======== Data excerpts

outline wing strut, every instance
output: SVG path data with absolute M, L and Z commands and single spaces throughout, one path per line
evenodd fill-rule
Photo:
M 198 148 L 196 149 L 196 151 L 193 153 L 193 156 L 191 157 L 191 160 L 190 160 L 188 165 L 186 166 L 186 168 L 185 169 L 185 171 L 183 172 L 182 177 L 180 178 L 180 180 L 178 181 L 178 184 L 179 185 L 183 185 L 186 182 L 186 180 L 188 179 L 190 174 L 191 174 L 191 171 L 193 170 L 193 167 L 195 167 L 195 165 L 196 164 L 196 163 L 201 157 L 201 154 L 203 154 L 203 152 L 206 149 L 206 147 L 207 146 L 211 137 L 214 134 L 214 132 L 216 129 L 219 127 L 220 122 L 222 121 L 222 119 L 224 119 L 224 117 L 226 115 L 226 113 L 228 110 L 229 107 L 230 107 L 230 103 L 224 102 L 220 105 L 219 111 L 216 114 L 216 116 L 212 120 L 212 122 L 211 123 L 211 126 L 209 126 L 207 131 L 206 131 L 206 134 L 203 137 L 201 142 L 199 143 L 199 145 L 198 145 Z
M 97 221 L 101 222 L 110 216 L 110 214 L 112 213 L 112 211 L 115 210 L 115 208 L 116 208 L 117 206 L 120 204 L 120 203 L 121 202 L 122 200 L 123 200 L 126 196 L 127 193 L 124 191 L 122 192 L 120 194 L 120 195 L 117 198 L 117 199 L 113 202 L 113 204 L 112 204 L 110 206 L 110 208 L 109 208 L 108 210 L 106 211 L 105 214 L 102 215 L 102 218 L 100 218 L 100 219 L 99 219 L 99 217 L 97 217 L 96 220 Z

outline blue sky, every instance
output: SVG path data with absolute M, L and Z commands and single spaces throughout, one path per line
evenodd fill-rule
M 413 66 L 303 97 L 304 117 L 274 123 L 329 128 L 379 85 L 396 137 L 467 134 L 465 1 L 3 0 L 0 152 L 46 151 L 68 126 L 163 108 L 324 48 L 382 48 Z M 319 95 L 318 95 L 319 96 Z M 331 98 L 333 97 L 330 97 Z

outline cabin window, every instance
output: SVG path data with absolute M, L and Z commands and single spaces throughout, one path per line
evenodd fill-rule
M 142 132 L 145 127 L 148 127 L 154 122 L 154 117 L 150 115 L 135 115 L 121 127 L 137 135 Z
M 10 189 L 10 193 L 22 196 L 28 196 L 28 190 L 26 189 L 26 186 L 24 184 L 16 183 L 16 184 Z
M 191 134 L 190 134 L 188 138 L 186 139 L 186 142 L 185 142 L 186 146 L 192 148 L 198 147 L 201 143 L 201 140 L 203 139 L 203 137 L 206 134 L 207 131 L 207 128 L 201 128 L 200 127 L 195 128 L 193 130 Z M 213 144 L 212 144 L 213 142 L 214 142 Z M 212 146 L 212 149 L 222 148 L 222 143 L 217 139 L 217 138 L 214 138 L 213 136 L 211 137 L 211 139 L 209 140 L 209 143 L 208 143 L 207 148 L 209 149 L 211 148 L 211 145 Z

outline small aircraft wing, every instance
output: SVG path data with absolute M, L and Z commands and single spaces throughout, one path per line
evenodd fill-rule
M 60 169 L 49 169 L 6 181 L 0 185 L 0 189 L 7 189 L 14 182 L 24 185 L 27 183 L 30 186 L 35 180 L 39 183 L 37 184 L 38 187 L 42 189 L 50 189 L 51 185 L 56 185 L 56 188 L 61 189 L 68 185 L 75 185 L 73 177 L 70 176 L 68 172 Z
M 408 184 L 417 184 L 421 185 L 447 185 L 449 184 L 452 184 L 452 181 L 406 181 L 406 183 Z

================

**What you will do**
Reproduce, character for character, the part of the data above that opens with the line containing "outline small aircraft wing, every instance" and runs through the end of the data, with both ends included.

**Result below**
outline small aircraft wing, every instance
output: SVG path data with absolute M, L and Z commands and single spaces throughout, one path per line
evenodd fill-rule
M 60 169 L 49 169 L 6 181 L 0 185 L 0 189 L 7 189 L 14 182 L 24 185 L 27 183 L 30 186 L 35 180 L 39 183 L 37 184 L 38 187 L 42 189 L 50 189 L 51 185 L 56 185 L 56 188 L 61 189 L 68 185 L 75 185 L 73 177 L 70 176 L 68 172 Z
M 408 184 L 417 184 L 421 185 L 447 185 L 449 184 L 452 184 L 452 181 L 406 181 L 406 183 Z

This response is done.